**Instrucciones**
Indica cada línea de los datos que contenga la palabra "green", teniendo en cuenta mayúsculas y minúsculas.
---------- Material proporcionado ----------
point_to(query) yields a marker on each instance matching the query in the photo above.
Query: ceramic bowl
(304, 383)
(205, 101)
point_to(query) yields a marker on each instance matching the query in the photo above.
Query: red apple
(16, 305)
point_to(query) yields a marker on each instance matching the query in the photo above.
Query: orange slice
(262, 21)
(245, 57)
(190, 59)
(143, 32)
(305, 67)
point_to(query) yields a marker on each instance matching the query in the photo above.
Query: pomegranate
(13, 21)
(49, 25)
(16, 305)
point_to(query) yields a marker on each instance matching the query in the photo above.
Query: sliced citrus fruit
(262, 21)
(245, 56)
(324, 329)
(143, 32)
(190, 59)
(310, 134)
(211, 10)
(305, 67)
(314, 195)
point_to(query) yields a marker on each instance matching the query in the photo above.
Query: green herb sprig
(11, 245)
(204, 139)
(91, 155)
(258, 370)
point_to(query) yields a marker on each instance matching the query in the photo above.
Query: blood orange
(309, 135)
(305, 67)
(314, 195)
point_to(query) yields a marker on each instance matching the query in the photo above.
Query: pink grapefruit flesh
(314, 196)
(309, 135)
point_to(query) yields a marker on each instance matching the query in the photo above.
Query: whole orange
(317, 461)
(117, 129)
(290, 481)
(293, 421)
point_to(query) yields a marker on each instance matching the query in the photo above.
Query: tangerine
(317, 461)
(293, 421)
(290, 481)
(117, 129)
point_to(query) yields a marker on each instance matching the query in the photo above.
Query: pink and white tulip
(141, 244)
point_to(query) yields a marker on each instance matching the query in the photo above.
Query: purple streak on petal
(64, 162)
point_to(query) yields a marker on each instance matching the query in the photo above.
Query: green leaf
----------
**Resultado**
Query: green herb sprig
Query: green leaf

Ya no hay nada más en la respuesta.